DATASET RECORDS section start

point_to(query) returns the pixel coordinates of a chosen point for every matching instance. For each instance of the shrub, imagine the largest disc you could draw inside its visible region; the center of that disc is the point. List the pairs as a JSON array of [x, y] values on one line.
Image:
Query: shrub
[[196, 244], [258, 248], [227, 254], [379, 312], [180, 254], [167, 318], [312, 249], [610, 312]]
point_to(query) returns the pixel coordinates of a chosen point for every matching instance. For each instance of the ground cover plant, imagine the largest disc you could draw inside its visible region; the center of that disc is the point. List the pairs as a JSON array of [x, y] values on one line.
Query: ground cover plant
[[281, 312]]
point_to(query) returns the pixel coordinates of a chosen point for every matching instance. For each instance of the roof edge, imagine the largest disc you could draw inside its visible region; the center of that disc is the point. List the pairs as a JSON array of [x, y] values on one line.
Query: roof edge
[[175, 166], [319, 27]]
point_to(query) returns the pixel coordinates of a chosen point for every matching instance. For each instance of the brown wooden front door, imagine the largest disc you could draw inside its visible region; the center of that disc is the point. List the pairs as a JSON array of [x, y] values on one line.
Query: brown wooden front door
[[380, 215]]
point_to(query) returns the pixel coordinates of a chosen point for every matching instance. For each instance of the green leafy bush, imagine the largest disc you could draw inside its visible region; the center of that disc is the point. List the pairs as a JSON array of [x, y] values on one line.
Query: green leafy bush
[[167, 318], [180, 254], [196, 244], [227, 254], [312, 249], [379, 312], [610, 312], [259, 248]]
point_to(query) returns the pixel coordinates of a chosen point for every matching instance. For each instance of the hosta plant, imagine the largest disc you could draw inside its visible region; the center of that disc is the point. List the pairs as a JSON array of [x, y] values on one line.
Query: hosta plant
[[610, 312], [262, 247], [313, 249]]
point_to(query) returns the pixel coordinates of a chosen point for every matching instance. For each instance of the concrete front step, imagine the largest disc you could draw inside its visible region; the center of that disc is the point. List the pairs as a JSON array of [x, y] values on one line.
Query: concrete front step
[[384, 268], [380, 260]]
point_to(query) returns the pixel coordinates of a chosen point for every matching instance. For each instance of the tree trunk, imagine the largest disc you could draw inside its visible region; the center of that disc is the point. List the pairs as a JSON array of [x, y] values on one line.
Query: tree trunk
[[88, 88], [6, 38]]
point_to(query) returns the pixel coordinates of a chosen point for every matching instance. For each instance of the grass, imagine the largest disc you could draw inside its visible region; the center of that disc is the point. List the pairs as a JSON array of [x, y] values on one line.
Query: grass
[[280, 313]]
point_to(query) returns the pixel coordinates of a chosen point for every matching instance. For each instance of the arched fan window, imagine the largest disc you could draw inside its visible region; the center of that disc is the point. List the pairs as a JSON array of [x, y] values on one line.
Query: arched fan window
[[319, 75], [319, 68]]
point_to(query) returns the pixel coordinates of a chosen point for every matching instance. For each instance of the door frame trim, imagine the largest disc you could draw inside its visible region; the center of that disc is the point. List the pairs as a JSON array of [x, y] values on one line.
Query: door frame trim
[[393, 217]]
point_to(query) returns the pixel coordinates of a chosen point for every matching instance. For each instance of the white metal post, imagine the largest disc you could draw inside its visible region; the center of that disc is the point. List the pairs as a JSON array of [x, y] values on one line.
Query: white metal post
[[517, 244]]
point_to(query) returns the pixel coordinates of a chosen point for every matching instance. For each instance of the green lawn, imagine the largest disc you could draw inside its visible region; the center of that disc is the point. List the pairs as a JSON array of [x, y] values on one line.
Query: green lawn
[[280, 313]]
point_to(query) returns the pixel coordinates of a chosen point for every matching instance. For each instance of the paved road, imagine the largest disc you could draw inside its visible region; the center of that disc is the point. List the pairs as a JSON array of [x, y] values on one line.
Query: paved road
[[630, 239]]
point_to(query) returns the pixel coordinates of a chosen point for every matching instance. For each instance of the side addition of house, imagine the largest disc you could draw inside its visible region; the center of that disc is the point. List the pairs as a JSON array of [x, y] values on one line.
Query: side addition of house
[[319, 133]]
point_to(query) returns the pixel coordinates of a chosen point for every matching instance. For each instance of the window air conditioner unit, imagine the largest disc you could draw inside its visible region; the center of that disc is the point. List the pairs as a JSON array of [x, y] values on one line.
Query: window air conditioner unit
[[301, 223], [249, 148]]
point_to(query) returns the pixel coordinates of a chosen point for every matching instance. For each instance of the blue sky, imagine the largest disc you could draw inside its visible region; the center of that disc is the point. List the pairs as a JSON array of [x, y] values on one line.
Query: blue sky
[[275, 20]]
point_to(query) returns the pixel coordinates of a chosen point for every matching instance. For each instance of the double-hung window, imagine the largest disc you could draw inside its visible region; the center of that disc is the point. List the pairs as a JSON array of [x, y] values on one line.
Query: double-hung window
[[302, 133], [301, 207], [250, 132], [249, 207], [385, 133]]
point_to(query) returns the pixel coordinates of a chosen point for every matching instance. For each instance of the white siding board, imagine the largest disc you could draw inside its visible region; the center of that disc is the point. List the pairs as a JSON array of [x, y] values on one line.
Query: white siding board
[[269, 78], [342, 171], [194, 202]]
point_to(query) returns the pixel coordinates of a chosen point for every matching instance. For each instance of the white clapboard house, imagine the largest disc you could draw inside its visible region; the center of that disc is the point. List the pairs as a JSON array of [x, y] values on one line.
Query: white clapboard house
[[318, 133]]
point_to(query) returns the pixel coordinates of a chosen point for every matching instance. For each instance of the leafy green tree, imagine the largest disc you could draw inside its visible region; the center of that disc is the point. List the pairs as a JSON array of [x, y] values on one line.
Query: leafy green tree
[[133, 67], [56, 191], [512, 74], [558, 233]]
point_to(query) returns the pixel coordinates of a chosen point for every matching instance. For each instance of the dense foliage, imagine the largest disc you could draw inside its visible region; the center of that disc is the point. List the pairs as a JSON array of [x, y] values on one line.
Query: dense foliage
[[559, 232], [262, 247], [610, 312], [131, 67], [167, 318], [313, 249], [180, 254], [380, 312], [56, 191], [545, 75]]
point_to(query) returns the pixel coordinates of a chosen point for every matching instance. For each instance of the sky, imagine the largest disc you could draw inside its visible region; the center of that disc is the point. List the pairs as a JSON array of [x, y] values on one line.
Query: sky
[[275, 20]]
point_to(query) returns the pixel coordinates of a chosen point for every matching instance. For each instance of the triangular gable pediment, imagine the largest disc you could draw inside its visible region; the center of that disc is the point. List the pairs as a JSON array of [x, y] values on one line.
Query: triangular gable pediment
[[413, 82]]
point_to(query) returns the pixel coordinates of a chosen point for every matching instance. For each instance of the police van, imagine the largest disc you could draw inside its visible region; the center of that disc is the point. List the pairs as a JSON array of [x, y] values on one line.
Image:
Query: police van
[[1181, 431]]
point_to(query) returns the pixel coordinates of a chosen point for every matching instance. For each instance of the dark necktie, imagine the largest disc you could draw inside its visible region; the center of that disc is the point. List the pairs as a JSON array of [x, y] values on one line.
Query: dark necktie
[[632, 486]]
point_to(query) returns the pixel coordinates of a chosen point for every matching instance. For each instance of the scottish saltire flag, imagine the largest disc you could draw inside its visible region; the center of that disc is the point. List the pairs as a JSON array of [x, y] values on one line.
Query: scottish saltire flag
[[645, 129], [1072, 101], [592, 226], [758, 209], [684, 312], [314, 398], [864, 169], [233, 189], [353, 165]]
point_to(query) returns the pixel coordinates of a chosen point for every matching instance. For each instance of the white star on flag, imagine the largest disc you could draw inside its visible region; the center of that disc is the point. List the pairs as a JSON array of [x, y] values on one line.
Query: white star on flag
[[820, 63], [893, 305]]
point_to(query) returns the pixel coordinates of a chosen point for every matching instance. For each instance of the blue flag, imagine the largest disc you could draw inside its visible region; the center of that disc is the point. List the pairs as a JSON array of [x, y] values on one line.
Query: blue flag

DATASET RECORDS section end

■ **WORK REQUIRED**
Type out the material above once more, exactly.

■ **TASK SOLUTION**
point_to(query) returns the pixel coordinates of a chosen point for every matching instance. For each instance of the shrub, imagine the largest disc you could draw inside its visible region; the center of that disc is the point. List the pairs as a JSON array of [x, y] values on one line.
Image:
Query: shrub
[[196, 244], [258, 248], [227, 254], [379, 312], [180, 254], [167, 318], [312, 249], [610, 312]]
point_to(query) returns the pixel coordinates of a chosen point for every matching instance. For each instance of the ground cover plant, imagine the largest disc you could draw inside its visible region; the center of that disc is the point. List the pairs as a JSON array of [x, y] values on one line.
Query: ground cover plant
[[281, 312]]
point_to(query) returns the pixel coordinates of a chosen point for every matching instance. For each instance of the roof edge, imagine the largest disc you could draw inside its visible region; the center of that disc is the point. List the pairs as a JSON array of [x, y] values on one line.
Query: roof edge
[[175, 166], [319, 27]]
point_to(query) returns the pixel coordinates of a chosen point for every matching instance. For each instance of the brown wooden front door, imagine the largest disc you could draw inside its visible region; the center of that disc is the point. List the pairs as a JSON array of [x, y] values on one line.
Query: brown wooden front door
[[380, 215]]
point_to(query) returns the pixel coordinates of a chosen point for every matching instance. For each instance of the green leafy bush, imagine the largest disc you could draw inside its visible region; the center of that disc is the point. List the pairs as a JSON array of [x, y] values on one line.
Query: green leafy bush
[[167, 318], [180, 254], [196, 244], [227, 254], [312, 249], [379, 312], [610, 312], [259, 248]]
point_to(query) returns the pixel coordinates of a chosen point for every matching instance. For each instance of the hosta plant, imagine the largest disc you could draw inside its visible region; the center of that disc is the point. List the pairs as a JSON array of [x, y] values on one line.
Query: hosta plant
[[610, 312], [262, 247], [313, 249]]
point_to(query) returns the pixel coordinates of a chosen point for every matching instance. For each instance of the concrete front step, imagine the largest disc you could draw inside its visible region; the center of that disc is the point. List the pairs as a JSON array of [x, y] values on one line.
Query: concrete front step
[[384, 268], [380, 260]]
point_to(query) returns the pixel coordinates of a chosen point for every matching instance. For each instance of the tree trunk, imagine the largest disc you could draw inside its visible region; the center of that disc is the point. List the pairs as a JSON array of [x, y] values on one line.
Query: tree trunk
[[88, 88], [6, 38]]
point_to(query) returns the pixel coordinates of a chosen point for every matching instance. For each instance of the grass, imagine the largest disc you could draw inside its visible region; the center of that disc is the point. List the pairs as a JSON array of [x, y] values on one line.
Query: grass
[[280, 313]]
point_to(query) returns the pixel coordinates of a chosen point for every matching instance. For each instance of the arched fan window, imagine the largest disc you could draw inside its visible region; the center of that disc is the point. List the pairs as a JSON array of [x, y] values on one line.
Query: arched fan window
[[319, 75], [319, 68]]
point_to(query) returns the pixel coordinates of a chosen point for every matching instance. For each instance of the door frame trim, imagine the largest disc you could draw inside its visible region; the center of that disc is the point. List the pairs as a JSON array of [x, y] values on one line.
Query: door frame trim
[[393, 217]]
point_to(query) returns the pixel coordinates of a chosen point for every matching instance. For each instance of the white metal post, imagine the largest disc you could draw inside its visible region; the center of that disc is the point. List the pairs as a JSON array of [x, y] values on one line.
Query: white metal post
[[517, 244]]
point_to(query) returns the pixel coordinates of a chosen point for every matching instance. For each instance of the green lawn, imagine the largest disc you could draw inside its visible region; the center of that disc is the point. List the pairs as a JSON array of [x, y] values on one line.
Query: green lawn
[[280, 313]]
point_to(query) returns the pixel coordinates of a chosen point for every matching instance. For each instance of the paved road, imagine the largest disc you could draw inside its visible region; the center of that disc is the point. List the pairs as a JSON array of [x, y] values on one line.
Query: paved road
[[630, 239]]
point_to(query) returns the pixel coordinates of a chosen point for every matching instance. For each instance of the side addition of house, imagine the largest disc you could draw inside its visible region; the center of that disc is the point. List the pairs as a JSON array of [x, y] values on one line.
Query: side addition of house
[[319, 133]]
point_to(query) returns the pixel coordinates of a chosen point for every matching instance. For each instance of the window air conditioner unit, imagine the largest disc you could draw inside its visible region; the center of that disc is the point. List the pairs as a JSON array of [x, y] values on one line.
Query: window air conditioner unit
[[301, 223], [249, 148]]
point_to(query) returns the pixel coordinates of a chosen point for every matching instance. For each instance of the blue sky, imagine the largest disc you could draw inside its visible region; the center of that disc is the point. List the pairs as a JSON array of [x, y] values on one line.
Query: blue sky
[[275, 20]]
point_to(query) returns the pixel coordinates of a chosen point for every matching instance. For each instance of the double-hung window, imagine the largest disc you could draw inside its visible region; the center of that disc is the point. List the pairs as a JSON array of [x, y] values on one line.
Query: double-hung window
[[302, 133], [301, 207], [250, 132], [249, 207], [385, 133]]
point_to(query) returns the pixel coordinates of a chosen point for every matching instance. For each instance of the white siding board, imagine the largest disc you could draw inside its visible region; the center of that disc is the point. List the pairs as a JSON array of [x, y] values on one line.
Query: white siding board
[[269, 78], [342, 171], [194, 202]]
point_to(query) returns the pixel coordinates of a chosen point for every matching instance. For each instance of the white clapboard house, imagine the largest disc you could draw inside its visible region; the center of that disc is the point. List the pairs as a JSON array of [x, y] values on one line.
Query: white clapboard house
[[318, 133]]
point_to(query) returns the pixel coordinates of a chosen point for every matching instance. For each instance of the leafy green tree, imagine the largest disc you could draw inside its visible region; the center of that disc is the point. List the pairs as a JSON array of [x, y] values on one line.
Query: leafy green tree
[[133, 67], [56, 191], [512, 74], [558, 233]]
point_to(query) returns the pixel coordinates of a chosen point for every matching instance. For each instance of the dense foliage, imagine the largest disc you could draw inside its visible region; the center of that disc is the point. List the pairs as a JSON array of [x, y] values on one line.
Query: dense foliage
[[559, 232], [262, 247], [610, 312], [131, 67], [167, 318], [313, 249], [180, 254], [380, 312], [56, 191], [545, 75]]
point_to(query) returns the pixel coordinates of a chosen point for every matching instance. For each instance of the sky, imagine the largest disc you could draw inside its visible region; the center of that disc is the point. List the pairs as a JSON array of [x, y] values on one line.
Query: sky
[[275, 20]]
point_to(query) returns the pixel coordinates of a chosen point for every matching instance. For each instance of the triangular gable pediment, imagine the largest disc you could draw inside its visible region; the center of that disc is the point. List the pairs as a JSON array of [x, y] values on one line.
Query: triangular gable pediment
[[413, 82]]
point_to(query) returns the pixel coordinates of a chosen point for every matching instance. For each instance of the police van, imagine the largest disc you could draw inside its visible region; the center of that disc is the point. List the pairs as a JSON array of [x, y] values on one line.
Image:
Query: police van
[[1181, 431]]
point_to(query) returns the pixel coordinates of a chosen point for every matching instance. For each instance of the dark necktie, imagine the largest disc you could draw inside its visible region; the center of that disc is the point. List the pairs as a JSON array of [x, y] values on one line.
Query: dark necktie
[[632, 486]]
point_to(query) returns the pixel coordinates of a chosen point for every matching instance. For each instance of the scottish saltire flag, imagine the largest disc you could draw inside its visible region; the center of that disc is the point. List the pairs as a JSON array of [x, y] values on one line.
Query: scottish saltire flag
[[645, 129], [1072, 101], [592, 226], [758, 209], [684, 312], [314, 398], [864, 169], [233, 189], [353, 165]]
point_to(query) returns the pixel coordinates of a chosen point for every matching instance. For each instance of the white star on flag, imagine the largest disc you could draw inside its visible region; the center of that disc is the point. List the pairs as a JSON array of [x, y] values on one line.
Query: white star on flag
[[820, 63], [893, 305]]
point_to(query) returns the pixel coordinates of a chosen point for every matching instance. For each instance of the blue flag, imagine the largest disc you could draw inside its visible region; the center of that disc is the point. List the pairs as a JSON array of [x, y] values on one line.
Query: blue flag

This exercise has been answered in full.